> _EXERCISES TO COMPLETE_
**A)** Quote the passage of the ear candling article starting at "February 22, 2007" and ending at "picking up steam.".
**B)** According to the ear candling article, how is placing a lit candle in the ear said to cleanse it? Explain in one to three sentences.

February 22, 2007
Ear candling. It's a holistic, ancient ritual that users and spa technicians swear by.
"It can treat everything from sinus, sore throats, headache, ear ache, anything connected with the head" said one spa technician from the spa at the ACAC.
Spas like ACAC in Charlottesville market ear candling as a service that cleanses the inner ear of toxins. A hollow candle is lit, and placed in the ear, creating what they call a vacuum that sucks out ear wax.
It's not a new practice. It's actually documented that ear candling has been around for hundreds of years, but it is relatively new to spas and salons and seems to be picking up steam.
"It's been on our menu for years but just recently we've noticed people starting to inquire, getting a little bit more interested" said the spa technician.
So we wondered, does it really work? We went to Dr. Paige Powers, with Piedmont Otolaryngology, who got right to the point of our burning question by quickly extinguishing ear candling's claims.
"There are no benefits whatsoever" said Powers.
"It's always surprising to hear the number of people who do this" said Powers.

[Free-text object descriptions]

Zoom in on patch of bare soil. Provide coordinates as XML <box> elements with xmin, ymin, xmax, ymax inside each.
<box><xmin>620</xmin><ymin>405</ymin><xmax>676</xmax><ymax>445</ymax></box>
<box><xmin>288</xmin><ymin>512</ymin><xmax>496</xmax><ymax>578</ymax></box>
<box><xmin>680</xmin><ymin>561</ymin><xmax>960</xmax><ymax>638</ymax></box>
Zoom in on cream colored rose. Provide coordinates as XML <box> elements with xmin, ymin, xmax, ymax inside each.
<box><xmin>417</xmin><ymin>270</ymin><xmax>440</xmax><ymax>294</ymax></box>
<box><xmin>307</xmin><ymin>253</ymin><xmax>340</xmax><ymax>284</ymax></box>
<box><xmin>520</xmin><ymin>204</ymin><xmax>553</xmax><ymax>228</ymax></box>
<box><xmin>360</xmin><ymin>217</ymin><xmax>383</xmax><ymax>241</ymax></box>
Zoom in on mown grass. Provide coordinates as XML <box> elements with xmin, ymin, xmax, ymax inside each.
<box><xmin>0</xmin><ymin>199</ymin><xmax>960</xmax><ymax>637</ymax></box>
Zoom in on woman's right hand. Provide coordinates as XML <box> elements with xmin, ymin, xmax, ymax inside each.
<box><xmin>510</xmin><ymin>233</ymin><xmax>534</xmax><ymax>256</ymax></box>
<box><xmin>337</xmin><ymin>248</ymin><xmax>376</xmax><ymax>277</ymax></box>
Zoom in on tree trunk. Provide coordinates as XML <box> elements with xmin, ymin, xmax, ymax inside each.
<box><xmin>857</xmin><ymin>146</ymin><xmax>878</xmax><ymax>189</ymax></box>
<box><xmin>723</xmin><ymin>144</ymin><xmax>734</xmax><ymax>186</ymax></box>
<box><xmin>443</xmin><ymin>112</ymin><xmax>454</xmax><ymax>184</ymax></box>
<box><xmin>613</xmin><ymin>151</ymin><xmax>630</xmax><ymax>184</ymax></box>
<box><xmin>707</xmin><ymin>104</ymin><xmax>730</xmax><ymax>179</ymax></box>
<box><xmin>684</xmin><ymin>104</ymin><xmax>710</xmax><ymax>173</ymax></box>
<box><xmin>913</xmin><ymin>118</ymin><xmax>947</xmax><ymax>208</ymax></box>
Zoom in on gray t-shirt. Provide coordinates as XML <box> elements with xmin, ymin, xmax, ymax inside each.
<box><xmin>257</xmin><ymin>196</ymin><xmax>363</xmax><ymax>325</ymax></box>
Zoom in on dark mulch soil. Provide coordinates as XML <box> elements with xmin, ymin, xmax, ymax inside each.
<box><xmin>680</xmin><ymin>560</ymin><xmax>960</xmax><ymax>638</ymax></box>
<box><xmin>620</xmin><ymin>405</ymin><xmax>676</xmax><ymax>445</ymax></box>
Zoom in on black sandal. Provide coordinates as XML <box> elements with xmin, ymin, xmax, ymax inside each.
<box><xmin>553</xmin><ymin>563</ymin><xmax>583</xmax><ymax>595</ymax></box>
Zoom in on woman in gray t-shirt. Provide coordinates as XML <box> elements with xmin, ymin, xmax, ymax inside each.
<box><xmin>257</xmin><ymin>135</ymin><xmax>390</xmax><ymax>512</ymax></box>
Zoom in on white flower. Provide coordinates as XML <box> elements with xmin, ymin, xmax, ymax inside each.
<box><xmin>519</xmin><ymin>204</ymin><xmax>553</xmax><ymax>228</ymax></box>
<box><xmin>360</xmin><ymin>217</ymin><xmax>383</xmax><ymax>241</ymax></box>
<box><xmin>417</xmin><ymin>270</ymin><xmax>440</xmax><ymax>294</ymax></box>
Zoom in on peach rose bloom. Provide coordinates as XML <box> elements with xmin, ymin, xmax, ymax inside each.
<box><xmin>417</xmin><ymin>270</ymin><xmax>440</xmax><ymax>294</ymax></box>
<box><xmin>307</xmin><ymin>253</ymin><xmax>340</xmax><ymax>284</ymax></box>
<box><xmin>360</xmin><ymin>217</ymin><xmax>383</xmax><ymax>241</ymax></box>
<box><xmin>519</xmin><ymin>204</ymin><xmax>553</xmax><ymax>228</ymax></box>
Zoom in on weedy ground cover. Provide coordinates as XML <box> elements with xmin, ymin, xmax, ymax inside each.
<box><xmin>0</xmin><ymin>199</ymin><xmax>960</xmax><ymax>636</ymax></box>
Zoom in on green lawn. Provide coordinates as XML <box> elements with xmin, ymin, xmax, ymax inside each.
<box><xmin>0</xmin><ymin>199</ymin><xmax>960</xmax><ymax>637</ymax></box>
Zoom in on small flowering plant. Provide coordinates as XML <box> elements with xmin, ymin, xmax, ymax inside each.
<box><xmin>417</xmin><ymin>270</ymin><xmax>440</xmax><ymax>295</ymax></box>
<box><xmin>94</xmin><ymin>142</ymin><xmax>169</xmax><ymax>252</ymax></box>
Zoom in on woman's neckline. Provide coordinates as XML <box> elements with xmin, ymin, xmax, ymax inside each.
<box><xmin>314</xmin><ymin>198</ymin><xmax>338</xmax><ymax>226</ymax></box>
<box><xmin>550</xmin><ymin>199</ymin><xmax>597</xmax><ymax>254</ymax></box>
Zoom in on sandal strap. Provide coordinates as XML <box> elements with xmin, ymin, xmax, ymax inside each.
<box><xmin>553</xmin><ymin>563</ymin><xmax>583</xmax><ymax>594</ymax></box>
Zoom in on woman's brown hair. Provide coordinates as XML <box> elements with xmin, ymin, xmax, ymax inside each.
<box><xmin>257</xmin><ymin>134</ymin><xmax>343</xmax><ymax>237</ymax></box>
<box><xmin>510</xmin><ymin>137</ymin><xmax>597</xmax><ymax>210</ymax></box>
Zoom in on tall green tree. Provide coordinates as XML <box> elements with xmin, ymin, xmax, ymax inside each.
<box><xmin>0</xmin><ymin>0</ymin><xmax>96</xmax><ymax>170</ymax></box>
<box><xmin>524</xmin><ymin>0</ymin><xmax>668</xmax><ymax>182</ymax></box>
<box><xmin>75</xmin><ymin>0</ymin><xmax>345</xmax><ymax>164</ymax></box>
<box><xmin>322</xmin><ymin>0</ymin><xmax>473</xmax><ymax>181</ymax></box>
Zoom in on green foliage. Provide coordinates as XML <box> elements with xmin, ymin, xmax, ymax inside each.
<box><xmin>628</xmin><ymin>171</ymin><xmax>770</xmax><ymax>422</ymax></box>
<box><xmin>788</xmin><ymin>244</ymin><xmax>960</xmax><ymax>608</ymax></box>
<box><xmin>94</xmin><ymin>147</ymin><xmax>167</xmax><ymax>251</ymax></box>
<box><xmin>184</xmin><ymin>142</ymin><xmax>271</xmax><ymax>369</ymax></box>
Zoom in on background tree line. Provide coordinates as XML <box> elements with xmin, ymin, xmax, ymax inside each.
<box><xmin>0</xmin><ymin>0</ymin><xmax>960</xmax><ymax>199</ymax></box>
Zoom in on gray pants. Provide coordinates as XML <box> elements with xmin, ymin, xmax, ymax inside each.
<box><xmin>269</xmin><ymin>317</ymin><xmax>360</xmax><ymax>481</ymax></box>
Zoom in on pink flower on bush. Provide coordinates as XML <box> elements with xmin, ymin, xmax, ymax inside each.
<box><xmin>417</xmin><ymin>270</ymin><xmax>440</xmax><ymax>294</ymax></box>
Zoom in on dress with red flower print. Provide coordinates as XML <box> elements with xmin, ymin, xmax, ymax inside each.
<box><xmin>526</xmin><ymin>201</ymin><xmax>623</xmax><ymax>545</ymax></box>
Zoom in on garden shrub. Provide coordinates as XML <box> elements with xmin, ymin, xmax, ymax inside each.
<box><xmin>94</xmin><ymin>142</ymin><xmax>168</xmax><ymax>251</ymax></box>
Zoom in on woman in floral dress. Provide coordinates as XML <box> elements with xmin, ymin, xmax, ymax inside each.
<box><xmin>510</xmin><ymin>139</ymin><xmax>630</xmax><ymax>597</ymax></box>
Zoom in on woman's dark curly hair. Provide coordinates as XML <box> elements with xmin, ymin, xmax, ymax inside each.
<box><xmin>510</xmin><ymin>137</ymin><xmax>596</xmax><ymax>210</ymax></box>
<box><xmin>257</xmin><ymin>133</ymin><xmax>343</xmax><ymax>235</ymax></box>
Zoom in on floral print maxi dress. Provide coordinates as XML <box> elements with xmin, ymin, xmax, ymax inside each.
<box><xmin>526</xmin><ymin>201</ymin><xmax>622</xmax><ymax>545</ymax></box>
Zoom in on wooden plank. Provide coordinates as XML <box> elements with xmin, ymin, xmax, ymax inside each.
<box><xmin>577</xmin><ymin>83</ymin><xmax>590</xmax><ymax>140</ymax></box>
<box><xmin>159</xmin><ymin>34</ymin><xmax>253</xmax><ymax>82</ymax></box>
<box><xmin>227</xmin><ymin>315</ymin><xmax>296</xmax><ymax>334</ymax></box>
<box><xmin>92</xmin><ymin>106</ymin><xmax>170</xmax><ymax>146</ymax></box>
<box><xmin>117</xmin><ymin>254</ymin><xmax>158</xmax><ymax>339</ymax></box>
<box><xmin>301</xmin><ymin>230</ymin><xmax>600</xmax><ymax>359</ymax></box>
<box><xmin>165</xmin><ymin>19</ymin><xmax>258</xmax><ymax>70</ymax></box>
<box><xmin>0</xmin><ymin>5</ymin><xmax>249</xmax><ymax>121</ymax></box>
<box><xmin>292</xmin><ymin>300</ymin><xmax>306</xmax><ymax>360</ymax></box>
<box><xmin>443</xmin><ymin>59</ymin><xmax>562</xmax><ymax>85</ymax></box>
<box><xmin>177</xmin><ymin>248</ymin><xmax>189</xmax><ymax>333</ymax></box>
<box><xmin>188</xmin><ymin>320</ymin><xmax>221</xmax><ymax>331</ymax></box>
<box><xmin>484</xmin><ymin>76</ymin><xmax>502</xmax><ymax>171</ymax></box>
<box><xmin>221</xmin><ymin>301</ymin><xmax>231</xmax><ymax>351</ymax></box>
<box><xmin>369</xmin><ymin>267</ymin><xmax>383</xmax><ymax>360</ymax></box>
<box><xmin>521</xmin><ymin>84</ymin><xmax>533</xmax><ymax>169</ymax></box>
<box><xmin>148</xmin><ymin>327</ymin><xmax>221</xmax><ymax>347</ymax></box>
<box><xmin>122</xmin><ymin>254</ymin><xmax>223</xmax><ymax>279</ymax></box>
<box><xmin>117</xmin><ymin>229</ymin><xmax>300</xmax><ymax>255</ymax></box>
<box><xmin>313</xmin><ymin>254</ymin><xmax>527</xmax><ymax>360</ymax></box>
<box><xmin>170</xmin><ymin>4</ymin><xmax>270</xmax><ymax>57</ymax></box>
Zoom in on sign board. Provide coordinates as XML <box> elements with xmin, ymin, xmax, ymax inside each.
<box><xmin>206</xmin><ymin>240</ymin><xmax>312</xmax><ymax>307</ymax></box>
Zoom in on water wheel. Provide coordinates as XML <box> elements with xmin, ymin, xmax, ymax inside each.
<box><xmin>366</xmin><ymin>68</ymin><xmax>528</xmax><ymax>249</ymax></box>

> _LIST OF SOLUTIONS_
**A)**
February 22, 2007
Ear candling. It's a holistic, ancient ritual that users and spa technicians swear by.
"It can treat everything from sinus, sore throats, headache, ear ache, anything connected with the head" said one spa technician from the spa at the ACAC.
Spas like ACAC in Charlottesville market ear candling as a service that cleanses the inner ear of toxins. A hollow candle is lit, and placed in the ear, creating what they call a vacuum that sucks out ear wax.
It's not a new practice. It's actually documented that ear candling has been around for hundreds of years, but it is relatively new to spas and salons and seems to be picking up steam.

**B)** A hollow candle is lit and placed in the ear, which spas say creates a vacuum. That vacuum is claimed to suck out ear wax, cleansing the inner ear of toxins.